**Source excerpt:**
## START

Counsel for the defendant, on the other hand, have contended strenuously, not only that the contract does not create a joint adventure, but that it was wholly abandoned and that Marnon was a mere employee of the defendant and, therefore, not entitled to maintain a suit for an accounting of profits.
For our part we think that the concession of counsel for Marnon that, if the contract is not one of joint adventure no other question is important, is a concession that need not have been made and which the court should not accept. For, if the contract remained in effect either in its entirety or sufficiently so as to afford the basis for relief under the pleadings, it would *Page 134 
seem to us to be immaterial to the question of plaintiff's right to an accounting whether the relationship between the parties created by it was that of joint adventure or something else, since "whatever their relation may have been, their rights and liabilities rest upon their agreement, and where a contract provides as this one does, for payment by one party to another of profits received, it is the duty of the one receiving such profits to account to the other * * *" Elliott v. Murphy TimberCo., 117 Or. 387, 393, 244 P. 91, 48 A.L.R. 1043.
We cannot, however, concur either in the view of the plaintiff that the contract was not modified in some important particulars, or in that of the defendant that it was cancelled or abandoned. It is our opinion that, as a result of the agreement of January, 1939, and the conduct of the parties under it, certain of the provisions of Paragraphs 4 and 5 of the contract relating to the method of transacting the business and the profits to which the respective parties were entitled were superseded, but that the provision of Paragraph 4, which, as we construe it, was intended to assure to Marnon a reasonable profit on the sale of Mobilifts, was never abandoned and remains as a basis for the maintenance of a suit for an accounting. We proceed to a consideration of the reasons which have led us to these conclusions.
               CANCELLATION OR ABANDONMENT OF THE CONTRACT
Vaughan contends that the sole consideration moving from Marnon for the contract of September 30, 1937, was Marnon's representation that he was amply financed and his promise to establish a sales agency which could market Mobilift, and that upon his failure *Page 135 
to comply with this promise Vaughan was wholly relieved of its duties under the contract. Reliance is placed upon § 318 of the Restatement of the Law of Contracts, which reads in part as follows:
    "* * * any of the following acts, done without justification by a promisor in a contract before he has committed a breach under the rules stated in §§ 314-315, constitutes an anticipatory repudiation which is a total breach of contract:
      "(a) a positive statement to the promisee or other person having a right under the contract, indicating that the promisor will not or cannot substantially perform his contractual duties;
* * *
      "(c) any voluntary affirmative act which renders substantial performance of his contractual duties impossible, or apparently impossible."
See, Ratcliffe v. Union Oil Co. of California, 159 Or. 221,77 P.2d 136.

## END

Can you condense the paragraph beginning "We cannot, however, concur" in the court opinion above into a shorter version that keeps its main facts?

**Dataset extract:**

## START

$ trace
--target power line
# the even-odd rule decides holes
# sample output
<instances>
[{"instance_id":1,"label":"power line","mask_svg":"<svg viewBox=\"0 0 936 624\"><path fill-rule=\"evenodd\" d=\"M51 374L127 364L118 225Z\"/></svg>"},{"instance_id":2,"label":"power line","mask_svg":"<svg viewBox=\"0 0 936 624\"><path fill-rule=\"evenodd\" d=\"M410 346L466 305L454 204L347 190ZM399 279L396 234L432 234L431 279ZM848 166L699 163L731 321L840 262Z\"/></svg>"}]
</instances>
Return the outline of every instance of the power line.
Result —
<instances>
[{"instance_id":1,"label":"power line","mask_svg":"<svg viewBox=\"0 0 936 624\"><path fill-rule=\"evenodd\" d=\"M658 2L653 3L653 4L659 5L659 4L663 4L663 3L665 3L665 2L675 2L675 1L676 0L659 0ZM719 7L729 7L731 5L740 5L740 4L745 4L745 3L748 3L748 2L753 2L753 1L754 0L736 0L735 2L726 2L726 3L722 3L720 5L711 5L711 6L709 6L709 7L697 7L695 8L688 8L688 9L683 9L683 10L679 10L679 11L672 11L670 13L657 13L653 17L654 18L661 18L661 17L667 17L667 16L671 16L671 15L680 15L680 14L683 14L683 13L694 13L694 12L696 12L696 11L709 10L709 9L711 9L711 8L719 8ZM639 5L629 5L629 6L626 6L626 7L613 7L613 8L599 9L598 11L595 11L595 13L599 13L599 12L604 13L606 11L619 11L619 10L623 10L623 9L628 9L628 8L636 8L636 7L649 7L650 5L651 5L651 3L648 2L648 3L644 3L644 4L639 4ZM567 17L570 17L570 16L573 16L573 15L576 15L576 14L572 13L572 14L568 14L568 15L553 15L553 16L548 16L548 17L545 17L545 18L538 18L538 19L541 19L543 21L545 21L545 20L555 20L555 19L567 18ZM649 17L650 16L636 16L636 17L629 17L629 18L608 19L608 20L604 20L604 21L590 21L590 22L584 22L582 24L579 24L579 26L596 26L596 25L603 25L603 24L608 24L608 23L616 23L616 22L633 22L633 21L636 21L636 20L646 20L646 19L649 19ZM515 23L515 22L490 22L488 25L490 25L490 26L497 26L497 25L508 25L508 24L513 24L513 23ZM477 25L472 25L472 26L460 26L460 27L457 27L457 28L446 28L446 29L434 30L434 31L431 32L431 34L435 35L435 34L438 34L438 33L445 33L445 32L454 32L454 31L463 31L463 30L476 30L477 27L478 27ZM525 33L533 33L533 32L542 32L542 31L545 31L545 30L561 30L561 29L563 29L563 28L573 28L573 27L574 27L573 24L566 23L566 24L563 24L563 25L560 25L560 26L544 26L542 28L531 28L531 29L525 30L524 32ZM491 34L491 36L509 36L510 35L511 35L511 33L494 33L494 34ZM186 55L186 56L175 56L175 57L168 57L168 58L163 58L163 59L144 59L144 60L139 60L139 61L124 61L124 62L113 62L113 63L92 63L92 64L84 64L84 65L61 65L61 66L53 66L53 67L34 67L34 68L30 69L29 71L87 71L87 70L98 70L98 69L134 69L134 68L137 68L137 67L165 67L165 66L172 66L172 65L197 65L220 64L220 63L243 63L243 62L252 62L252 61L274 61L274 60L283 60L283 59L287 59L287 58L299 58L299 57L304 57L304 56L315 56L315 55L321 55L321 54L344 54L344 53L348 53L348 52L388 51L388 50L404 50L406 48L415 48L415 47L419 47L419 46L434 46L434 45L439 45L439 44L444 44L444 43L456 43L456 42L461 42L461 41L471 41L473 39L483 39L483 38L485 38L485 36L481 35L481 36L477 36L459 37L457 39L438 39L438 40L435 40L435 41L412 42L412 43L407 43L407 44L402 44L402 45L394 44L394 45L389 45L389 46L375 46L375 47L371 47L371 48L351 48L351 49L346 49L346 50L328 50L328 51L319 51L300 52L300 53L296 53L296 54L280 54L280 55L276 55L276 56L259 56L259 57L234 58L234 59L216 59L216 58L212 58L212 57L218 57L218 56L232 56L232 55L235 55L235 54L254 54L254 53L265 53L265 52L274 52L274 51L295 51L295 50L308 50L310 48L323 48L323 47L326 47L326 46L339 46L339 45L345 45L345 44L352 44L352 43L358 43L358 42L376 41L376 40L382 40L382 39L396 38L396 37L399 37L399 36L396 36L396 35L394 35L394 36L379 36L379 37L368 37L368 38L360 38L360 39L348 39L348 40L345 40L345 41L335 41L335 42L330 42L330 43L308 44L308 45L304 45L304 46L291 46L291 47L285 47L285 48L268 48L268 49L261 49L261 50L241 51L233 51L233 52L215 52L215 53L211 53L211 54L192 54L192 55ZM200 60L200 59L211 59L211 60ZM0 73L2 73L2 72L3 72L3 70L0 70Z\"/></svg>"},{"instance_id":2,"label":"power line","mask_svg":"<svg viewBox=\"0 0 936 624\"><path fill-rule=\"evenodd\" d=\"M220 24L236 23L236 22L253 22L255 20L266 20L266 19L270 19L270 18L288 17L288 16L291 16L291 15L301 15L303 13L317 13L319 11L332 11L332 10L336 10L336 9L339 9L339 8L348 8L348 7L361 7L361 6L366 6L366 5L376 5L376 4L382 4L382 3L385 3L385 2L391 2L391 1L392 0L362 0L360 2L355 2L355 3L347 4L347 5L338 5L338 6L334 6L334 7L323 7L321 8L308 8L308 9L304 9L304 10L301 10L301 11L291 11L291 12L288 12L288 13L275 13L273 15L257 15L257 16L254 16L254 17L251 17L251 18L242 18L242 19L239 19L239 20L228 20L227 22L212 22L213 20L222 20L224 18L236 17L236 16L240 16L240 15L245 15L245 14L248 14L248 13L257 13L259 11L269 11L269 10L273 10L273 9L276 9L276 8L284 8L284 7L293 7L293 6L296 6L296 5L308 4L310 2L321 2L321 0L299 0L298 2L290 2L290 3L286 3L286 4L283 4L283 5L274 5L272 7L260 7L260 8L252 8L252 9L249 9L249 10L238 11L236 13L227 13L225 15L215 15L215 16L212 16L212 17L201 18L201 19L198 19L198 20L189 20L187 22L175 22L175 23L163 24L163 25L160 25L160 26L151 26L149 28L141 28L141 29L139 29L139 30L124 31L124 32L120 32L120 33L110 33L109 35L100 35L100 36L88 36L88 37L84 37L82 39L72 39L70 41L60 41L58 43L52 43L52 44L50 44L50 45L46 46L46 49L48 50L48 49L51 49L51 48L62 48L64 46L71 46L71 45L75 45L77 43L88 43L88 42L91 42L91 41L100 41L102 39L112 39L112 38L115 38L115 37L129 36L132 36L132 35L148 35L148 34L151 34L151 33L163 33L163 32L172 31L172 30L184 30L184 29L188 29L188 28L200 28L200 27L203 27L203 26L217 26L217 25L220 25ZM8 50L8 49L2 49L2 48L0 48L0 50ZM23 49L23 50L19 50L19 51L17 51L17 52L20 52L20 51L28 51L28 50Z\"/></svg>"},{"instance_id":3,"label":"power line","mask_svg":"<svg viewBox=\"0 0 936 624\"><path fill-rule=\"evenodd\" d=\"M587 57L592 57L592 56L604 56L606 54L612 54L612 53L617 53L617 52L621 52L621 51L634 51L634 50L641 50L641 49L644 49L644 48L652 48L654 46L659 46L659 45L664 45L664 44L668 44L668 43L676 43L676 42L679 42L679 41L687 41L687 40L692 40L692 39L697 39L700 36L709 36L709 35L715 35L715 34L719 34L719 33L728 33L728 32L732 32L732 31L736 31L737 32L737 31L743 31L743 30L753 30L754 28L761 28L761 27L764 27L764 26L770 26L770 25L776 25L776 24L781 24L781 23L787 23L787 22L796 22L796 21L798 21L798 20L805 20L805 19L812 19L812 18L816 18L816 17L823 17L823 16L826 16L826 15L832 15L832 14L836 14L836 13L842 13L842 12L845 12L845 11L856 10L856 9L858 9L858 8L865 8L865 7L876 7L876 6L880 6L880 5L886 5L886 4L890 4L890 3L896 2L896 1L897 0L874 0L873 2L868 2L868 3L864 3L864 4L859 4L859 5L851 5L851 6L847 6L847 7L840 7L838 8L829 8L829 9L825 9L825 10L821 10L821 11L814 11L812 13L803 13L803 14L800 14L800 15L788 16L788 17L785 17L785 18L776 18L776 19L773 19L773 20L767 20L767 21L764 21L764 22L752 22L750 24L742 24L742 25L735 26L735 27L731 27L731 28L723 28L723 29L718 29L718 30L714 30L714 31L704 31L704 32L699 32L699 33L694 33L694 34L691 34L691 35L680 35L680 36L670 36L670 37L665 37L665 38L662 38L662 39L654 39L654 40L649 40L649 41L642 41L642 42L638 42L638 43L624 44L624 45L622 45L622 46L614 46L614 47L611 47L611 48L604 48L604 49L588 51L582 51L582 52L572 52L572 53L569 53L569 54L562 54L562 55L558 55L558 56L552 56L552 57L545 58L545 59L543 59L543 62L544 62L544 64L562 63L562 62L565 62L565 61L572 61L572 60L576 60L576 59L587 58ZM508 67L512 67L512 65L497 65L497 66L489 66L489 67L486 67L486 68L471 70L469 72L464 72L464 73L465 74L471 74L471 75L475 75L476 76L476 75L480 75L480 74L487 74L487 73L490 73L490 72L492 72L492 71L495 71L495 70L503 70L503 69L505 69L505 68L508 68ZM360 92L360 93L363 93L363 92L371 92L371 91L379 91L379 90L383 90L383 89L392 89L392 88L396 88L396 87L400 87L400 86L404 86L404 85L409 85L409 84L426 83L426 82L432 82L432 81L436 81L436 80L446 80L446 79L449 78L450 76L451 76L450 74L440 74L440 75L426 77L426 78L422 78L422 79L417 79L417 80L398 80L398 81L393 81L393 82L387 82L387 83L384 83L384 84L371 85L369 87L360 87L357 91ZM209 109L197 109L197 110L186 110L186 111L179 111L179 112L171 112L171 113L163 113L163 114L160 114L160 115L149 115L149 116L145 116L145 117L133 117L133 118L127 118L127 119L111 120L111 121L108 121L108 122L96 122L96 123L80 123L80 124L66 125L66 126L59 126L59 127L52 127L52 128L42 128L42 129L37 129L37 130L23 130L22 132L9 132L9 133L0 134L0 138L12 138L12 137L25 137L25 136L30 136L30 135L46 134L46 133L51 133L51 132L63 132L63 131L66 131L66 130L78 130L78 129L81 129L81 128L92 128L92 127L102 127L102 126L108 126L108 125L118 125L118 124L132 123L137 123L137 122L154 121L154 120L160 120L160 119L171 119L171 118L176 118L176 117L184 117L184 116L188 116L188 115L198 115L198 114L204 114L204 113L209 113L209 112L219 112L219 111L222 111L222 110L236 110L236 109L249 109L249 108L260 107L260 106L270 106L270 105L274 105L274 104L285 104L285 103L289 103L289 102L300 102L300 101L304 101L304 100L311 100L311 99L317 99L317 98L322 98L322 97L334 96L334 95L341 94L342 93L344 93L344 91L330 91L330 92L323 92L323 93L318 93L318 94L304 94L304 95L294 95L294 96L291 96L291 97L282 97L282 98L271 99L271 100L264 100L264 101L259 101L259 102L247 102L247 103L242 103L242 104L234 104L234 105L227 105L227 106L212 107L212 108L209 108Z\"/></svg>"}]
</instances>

## END

**Solution to the problem:**
The court rejects both the plaintiff's view that the contract was not significantly modified and the defendant's view that it was cancelled or abandoned. The January 1939 agreement and the parties' conduct under it superseded some provisions of Paragraphs 4 and 5 on how business was conducted and how profits were divided. The Paragraph 4 provision meant to assure Marnon a reasonable profit on Mobilift sales was never abandoned, however, and still supports a suit for an accounting. The court then turns to its reasons for these conclusions.